**WHAT THE EXERCISE ASKS**. Could you render every line of the material below as a JSON list of strings, one string per line, leaving out any blank lines?

**LISTING**.
--*--
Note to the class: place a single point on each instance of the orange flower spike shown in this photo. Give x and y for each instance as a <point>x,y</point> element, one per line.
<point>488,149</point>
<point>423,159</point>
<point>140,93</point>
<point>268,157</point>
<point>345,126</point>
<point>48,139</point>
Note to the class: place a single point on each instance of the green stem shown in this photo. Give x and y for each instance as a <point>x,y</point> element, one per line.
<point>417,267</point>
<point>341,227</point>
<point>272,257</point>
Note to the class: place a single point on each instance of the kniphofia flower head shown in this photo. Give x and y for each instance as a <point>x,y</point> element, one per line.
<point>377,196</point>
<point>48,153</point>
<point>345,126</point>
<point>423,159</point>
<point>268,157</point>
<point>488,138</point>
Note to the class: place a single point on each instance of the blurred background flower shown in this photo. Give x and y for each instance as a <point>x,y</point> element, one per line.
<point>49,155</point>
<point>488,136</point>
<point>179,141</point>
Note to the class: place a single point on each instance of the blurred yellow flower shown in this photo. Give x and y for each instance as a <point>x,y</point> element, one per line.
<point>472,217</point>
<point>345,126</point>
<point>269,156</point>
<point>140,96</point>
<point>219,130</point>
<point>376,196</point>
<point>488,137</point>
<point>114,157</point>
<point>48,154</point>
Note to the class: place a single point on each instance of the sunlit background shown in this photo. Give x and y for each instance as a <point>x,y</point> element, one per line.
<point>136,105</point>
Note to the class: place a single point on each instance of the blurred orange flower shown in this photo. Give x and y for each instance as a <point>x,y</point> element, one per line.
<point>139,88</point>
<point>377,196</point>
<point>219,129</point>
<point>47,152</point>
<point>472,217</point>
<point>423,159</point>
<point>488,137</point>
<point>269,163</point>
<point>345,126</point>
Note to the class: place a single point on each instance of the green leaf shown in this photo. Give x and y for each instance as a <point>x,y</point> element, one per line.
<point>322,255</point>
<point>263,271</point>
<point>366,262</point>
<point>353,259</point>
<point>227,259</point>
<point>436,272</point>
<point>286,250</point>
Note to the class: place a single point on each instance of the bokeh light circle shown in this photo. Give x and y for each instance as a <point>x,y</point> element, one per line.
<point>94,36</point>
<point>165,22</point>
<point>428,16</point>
--*--
**TASK SOLUTION**.
[
  "Note to the class: place a single point on each instance of the orange flower spike shown in this photo. Give x and y for each instance as a <point>x,y</point> element, one per line.",
  "<point>488,149</point>",
  "<point>423,159</point>",
  "<point>140,93</point>",
  "<point>268,157</point>",
  "<point>345,126</point>",
  "<point>48,139</point>",
  "Note to the class: place a single point on each instance of the green stem shown in this photo. Give x and y for each instance as a <point>x,y</point> element, one per line.",
  "<point>417,267</point>",
  "<point>341,227</point>",
  "<point>272,257</point>",
  "Note to the class: place a single point on each instance of the kniphofia flower head shown in this photo. Give x and y for each instance as a <point>x,y</point> element, one per line.",
  "<point>377,196</point>",
  "<point>48,153</point>",
  "<point>345,126</point>",
  "<point>423,159</point>",
  "<point>268,157</point>",
  "<point>488,138</point>",
  "Note to the class: place a single point on each instance of the blurred background flower shown in this photo. Give x and y for each instance as a <point>x,y</point> element, one per line.",
  "<point>49,155</point>",
  "<point>488,136</point>",
  "<point>179,141</point>",
  "Note to the class: place a single point on each instance of the blurred yellow flower shown in this photo. Give x and y for each instance as a <point>x,y</point> element, one per line.",
  "<point>472,217</point>",
  "<point>345,126</point>",
  "<point>269,156</point>",
  "<point>140,96</point>",
  "<point>219,130</point>",
  "<point>376,196</point>",
  "<point>488,137</point>",
  "<point>114,157</point>",
  "<point>48,154</point>",
  "Note to the class: place a single point on each instance of the sunlit background shown in this photo. Give x and y for each instance as a <point>x,y</point> element, one per line.",
  "<point>136,105</point>",
  "Note to the class: place a single point on each instance of the blurred orange flower shown in this photo. Give x and y for each instance as a <point>x,y</point> element, one per line.",
  "<point>139,88</point>",
  "<point>377,196</point>",
  "<point>219,129</point>",
  "<point>47,152</point>",
  "<point>472,217</point>",
  "<point>423,159</point>",
  "<point>488,137</point>",
  "<point>269,163</point>",
  "<point>345,126</point>",
  "Note to the class: place a single point on each instance of the green leaf shown in this photo. Give x and y for each instance as a <point>x,y</point> element, one per line.",
  "<point>322,255</point>",
  "<point>263,271</point>",
  "<point>366,262</point>",
  "<point>353,259</point>",
  "<point>227,259</point>",
  "<point>436,272</point>",
  "<point>286,250</point>",
  "Note to the class: place a single point on each instance of the bokeh light circle shown in this photo. Give x and y for each instance as a <point>x,y</point> element, one per line.",
  "<point>94,36</point>",
  "<point>165,22</point>",
  "<point>428,16</point>"
]